_Text provided:_
*** Block opens ***

Even at the tender age of 14, this tremendous life lesson was not lost on him. That single meeting ignited a self-confidence in our son that we’d not seen before. Even today, almost 5 years later, he employs many of the same self-management skills that he was taught that morning.
Clearly, we’re not all fortunate enough to take a battery of tests and have an expert tell us more about ourselves. (What a luxury that would be!) But we are all able to take a step back every once in a while and reflect on our strengths and our weaknesses. In fact, doing so is a natural part of the life-long process of growing up. But as we do this introspection and reflection, we need to be careful. Unfortunately, our inner “seer” is rarely as wise and gentle as my son’s psychologist. Rather than inspiring us to be innovative in our approach to something new, it is far more typical for us to walk away from an encounter with one of our weaknesses feeling defeated and limited. “Oh well,” we think, “I can’t do that because of [insert weakness or fear or limiting belief here].”
Self-awareness has the power to change our lives. It can keep us small – hampered by our natural limitations. Or it can help us stretch to greatness because we truly understand ourselves. The power it has in our lives is up to us. It’s a choice we have to make. Consistently making the choice to grow and stretch and change takes practice.
One of the fundamental tenets of yoga is svadhyaya or self-study. As we practice yoga on our mats, we learn about our bodies – how we are weak and how we are strong, whether we are flexible or inflexible, what makes us afraid and what excites us. We also quickly learn that what we learn about our bodies one day is often not true the next. We learn, then, to hold our beliefs about ourselves lightly, giving ourselves the space to change – sometimes so quickly it’s dizzying and sometimes so slowly we would miss it, if we weren’t paying such close attention.
As we practice, we also learn about our minds. We glimpse how we are weak and how we are strong in our reactions to something that is hard for us. Do we quit? Do we keep trying? We begin to understand whether we are flexible or inflexible. After we’ve surprised ourselves a few times by doing something we were positive we couldn’t do, we will begin to suspect that our rigid ideas of what’s possible need to soften. We notice what makes us afraid and what excites us. And, over time, we notice that what once frightened us no longer does. Again, we’re left holding our beliefs about who we are with a looser grip.
As we practice, like my son, we learn to create situations – inner and outer – in which we can be successful. Some of us discover that the best way to face a fear is to jump right into the deep end, while others ease in step by step. Some of us learn patience when faced with the slow opening of tight muscles. Others learn faith when, without warning, a posture that was wholly out of reach is suddenly feasible. Some of us witness chronic negativity and, over time, slough it off. Others notice a repeated pattern of naïve optimism and, with practice, develop a healthier sense of reality. Most of us develop a more discerning ear when our inner nay-sayer begins to chant. All of us – truly all of us – will, with steady practice, become kinder and more gentle with ourselves.
The self-awareness that we develop on our yoga mats does not stay there any more than the strength and flexibility do. As we move through our lives – the challenging times and the easy times – we find ourselves relying on the lessons we learn (and practice) during our time on our mats. Like my son after listening to the psychologist, we find ourselves liberated from any labels (self-imposed or “given” to us by others) and without need of crutches. Instead, we freely shoot for the stars and follow our hearts to become the very best versions of ourselves that we can imagine.

*** Block closes ***

_Exercise aim:_ Quote the part of the passage on self-awareness that opens with the words containing "The self-awareness that" and closes with "we can imagine.". The rows that follow are separate material with no connection to the passage on self-awareness.

Region descriptions in natural language

*** Block opens ***

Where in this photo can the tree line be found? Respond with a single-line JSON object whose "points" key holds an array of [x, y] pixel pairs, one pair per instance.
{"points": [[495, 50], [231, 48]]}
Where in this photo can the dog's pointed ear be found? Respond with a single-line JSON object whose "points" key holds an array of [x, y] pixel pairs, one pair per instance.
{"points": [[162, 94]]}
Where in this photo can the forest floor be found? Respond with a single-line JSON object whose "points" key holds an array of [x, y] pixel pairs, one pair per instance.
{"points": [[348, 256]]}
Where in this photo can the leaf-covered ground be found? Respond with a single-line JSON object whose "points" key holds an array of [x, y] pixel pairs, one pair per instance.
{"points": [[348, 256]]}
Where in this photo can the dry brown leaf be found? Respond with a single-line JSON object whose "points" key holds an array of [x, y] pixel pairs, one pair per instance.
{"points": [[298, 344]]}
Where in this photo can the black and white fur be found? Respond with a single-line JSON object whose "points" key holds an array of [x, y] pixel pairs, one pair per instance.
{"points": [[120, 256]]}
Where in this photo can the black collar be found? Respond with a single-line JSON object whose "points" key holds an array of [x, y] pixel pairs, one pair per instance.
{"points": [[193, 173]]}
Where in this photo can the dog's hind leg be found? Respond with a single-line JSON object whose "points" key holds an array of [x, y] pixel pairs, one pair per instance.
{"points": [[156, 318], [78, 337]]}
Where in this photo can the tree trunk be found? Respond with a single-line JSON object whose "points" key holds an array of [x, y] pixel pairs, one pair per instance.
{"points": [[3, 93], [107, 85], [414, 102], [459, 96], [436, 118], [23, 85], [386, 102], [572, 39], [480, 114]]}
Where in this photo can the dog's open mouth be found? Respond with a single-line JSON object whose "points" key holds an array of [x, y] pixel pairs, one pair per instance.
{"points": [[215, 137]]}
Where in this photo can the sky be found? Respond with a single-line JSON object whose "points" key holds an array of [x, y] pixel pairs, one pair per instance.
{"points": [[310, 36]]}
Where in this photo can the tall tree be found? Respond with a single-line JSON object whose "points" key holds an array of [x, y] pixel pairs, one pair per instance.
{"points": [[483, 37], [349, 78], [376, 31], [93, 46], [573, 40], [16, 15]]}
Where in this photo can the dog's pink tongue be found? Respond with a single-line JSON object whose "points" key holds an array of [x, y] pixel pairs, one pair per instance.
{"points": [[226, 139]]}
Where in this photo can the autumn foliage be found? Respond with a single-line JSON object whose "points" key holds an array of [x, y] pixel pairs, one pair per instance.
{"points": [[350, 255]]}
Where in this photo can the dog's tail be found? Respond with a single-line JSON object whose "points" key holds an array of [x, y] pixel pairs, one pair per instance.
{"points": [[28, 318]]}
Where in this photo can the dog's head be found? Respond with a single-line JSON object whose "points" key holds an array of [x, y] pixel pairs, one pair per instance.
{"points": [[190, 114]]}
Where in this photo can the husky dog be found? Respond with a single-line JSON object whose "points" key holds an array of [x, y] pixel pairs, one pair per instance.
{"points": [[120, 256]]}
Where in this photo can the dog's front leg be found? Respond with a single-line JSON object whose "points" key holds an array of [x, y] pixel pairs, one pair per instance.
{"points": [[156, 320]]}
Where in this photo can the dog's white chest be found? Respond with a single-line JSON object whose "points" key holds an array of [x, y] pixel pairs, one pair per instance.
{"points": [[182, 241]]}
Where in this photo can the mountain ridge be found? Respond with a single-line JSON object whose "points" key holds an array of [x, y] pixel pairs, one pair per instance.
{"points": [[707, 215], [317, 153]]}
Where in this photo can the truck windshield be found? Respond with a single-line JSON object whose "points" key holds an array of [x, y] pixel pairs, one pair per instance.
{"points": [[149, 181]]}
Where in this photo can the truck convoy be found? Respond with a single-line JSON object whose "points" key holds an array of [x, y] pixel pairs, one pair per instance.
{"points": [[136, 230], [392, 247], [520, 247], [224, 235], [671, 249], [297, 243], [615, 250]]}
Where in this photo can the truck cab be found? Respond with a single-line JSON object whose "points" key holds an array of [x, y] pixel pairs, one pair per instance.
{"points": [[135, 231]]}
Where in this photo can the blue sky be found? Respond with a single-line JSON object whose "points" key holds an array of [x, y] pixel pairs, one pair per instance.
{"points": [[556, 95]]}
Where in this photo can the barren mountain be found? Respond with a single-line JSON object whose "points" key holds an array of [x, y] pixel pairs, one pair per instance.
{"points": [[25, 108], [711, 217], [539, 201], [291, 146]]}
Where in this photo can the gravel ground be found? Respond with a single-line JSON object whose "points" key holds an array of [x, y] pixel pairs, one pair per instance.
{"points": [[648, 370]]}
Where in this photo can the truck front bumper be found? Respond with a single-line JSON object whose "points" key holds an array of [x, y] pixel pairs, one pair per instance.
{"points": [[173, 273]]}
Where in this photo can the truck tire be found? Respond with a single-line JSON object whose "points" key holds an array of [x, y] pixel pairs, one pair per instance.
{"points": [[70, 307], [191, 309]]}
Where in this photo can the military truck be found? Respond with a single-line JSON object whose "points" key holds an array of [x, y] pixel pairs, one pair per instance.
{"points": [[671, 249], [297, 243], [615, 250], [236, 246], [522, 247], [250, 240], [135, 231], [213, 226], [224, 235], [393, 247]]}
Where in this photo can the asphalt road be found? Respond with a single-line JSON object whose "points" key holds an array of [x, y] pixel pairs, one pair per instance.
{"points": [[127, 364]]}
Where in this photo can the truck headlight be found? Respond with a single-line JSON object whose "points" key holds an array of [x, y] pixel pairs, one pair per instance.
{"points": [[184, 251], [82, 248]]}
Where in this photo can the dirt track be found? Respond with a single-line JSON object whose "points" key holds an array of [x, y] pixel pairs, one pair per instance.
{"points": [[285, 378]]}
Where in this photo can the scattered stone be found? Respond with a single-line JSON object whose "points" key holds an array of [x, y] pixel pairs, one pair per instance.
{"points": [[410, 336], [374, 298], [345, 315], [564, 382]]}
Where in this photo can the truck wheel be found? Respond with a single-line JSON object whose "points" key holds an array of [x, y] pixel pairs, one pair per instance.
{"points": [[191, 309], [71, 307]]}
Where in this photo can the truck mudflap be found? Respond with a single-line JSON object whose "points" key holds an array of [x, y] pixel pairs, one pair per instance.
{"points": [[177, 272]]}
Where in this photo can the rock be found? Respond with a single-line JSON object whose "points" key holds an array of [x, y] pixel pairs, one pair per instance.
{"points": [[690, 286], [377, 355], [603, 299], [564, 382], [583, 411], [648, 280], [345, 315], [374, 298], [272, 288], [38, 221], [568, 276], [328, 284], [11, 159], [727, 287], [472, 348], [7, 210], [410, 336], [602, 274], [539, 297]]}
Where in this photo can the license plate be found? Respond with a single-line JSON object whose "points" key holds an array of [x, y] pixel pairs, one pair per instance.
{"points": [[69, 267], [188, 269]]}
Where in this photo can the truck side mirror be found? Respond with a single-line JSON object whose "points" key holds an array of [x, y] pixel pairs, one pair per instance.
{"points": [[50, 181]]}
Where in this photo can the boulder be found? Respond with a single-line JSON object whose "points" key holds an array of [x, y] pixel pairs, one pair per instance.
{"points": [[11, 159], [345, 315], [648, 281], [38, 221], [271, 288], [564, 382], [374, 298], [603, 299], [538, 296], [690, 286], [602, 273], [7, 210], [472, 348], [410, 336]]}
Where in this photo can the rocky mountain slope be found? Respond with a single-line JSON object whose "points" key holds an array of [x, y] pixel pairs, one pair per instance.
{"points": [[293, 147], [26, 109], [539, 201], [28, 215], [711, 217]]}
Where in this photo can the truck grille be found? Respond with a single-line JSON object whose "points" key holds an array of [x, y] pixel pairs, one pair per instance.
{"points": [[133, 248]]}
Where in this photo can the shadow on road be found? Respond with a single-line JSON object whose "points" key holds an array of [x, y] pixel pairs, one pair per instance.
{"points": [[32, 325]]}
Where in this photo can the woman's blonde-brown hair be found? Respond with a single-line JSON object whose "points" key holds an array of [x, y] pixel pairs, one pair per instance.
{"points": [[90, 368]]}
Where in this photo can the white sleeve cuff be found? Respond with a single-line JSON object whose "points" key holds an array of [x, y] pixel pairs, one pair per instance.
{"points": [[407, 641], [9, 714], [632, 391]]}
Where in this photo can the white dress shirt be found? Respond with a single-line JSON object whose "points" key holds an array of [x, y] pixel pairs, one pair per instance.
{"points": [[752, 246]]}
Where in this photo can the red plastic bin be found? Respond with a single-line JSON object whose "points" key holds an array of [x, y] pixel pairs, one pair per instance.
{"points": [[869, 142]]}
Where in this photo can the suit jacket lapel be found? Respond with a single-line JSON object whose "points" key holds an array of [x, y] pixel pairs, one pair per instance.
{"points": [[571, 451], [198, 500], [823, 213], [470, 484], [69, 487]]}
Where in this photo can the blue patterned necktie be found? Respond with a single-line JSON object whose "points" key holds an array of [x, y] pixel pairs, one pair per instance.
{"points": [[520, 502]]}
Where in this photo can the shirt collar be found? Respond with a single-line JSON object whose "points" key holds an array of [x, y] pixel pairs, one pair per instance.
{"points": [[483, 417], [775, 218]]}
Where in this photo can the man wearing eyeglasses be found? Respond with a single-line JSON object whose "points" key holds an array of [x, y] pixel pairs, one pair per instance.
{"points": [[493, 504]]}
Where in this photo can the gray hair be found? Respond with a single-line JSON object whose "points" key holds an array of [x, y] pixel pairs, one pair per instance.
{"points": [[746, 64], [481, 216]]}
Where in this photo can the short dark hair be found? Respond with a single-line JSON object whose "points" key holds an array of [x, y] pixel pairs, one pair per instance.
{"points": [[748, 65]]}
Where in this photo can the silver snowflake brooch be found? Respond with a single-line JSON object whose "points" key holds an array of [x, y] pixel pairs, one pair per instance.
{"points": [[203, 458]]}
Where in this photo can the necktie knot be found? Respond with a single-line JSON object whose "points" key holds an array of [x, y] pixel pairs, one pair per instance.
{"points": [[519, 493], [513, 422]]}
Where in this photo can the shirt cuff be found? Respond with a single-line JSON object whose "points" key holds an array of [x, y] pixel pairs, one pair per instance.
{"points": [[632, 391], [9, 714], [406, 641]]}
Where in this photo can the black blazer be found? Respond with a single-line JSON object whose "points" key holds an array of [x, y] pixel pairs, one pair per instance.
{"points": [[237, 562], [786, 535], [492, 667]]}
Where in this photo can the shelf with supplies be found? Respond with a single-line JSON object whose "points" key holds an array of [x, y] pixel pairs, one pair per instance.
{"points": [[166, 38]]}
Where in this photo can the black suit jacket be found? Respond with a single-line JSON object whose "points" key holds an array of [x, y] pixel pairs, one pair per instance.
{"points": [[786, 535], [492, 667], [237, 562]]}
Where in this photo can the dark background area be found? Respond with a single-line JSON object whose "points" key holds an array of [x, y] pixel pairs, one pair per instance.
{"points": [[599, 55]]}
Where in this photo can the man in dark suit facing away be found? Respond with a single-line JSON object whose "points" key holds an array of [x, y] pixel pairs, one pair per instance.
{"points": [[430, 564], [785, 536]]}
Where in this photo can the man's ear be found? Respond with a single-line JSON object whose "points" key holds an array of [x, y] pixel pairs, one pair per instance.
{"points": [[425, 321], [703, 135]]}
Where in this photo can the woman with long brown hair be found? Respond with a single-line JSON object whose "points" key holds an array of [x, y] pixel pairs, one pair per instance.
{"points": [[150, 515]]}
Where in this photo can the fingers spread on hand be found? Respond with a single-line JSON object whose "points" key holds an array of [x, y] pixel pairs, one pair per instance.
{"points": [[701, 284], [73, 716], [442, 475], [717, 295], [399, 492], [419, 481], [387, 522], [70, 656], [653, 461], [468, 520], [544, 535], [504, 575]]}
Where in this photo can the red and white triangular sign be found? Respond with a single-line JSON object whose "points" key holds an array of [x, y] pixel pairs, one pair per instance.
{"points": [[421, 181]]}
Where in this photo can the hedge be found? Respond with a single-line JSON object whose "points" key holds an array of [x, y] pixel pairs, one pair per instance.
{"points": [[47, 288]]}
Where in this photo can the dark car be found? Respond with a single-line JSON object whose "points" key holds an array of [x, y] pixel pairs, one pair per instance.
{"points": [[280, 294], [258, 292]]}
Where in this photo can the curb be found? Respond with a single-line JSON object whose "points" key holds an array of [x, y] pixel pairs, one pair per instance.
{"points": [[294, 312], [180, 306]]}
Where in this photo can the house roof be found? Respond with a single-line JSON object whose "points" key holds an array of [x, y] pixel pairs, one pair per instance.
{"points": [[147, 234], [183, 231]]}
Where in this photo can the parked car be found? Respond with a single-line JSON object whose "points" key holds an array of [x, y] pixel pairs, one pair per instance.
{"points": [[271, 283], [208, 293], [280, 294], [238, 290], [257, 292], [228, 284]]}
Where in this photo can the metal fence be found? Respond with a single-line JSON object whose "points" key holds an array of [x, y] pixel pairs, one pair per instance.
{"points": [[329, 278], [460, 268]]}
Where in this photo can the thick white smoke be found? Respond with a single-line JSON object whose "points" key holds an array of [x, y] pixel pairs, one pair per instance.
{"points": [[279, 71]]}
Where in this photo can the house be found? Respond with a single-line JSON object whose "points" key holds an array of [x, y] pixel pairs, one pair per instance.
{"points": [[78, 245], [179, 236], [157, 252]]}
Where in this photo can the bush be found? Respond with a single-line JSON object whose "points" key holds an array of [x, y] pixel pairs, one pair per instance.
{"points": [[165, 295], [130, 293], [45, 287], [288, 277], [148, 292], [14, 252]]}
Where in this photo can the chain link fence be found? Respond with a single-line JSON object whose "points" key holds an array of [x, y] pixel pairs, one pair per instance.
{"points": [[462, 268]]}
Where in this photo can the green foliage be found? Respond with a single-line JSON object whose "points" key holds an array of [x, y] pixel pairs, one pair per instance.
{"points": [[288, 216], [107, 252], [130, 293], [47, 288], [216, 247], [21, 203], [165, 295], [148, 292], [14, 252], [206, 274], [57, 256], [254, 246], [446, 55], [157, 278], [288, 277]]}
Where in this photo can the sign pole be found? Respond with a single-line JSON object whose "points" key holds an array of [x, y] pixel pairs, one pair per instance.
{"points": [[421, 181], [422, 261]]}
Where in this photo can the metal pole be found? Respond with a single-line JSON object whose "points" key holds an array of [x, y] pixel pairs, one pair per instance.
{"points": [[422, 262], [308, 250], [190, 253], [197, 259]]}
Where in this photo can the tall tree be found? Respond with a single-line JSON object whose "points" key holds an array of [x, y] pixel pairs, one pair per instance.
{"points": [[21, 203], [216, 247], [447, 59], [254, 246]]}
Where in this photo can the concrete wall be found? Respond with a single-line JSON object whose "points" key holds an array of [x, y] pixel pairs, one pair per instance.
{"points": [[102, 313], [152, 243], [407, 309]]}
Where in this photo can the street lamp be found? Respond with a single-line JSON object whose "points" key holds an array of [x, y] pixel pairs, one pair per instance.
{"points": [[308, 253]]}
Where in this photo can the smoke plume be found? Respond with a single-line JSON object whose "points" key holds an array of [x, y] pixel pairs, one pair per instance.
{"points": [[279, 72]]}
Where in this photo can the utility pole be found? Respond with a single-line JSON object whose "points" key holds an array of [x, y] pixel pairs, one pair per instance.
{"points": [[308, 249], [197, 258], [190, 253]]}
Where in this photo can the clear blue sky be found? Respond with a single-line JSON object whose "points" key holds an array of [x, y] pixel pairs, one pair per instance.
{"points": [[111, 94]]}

*** Block closes ***

_Result:_
The self-awareness that we develop on our yoga mats does not stay there any more than the strength and flexibility do. As we move through our lives – the challenging times and the easy times – we find ourselves relying on the lessons we learn (and practice) during our time on our mats. Like my son after listening to the psychologist, we find ourselves liberated from any labels (self-imposed or “given” to us by others) and without need of crutches. Instead, we freely shoot for the stars and follow our hearts to become the very best versions of ourselves that we can imagine.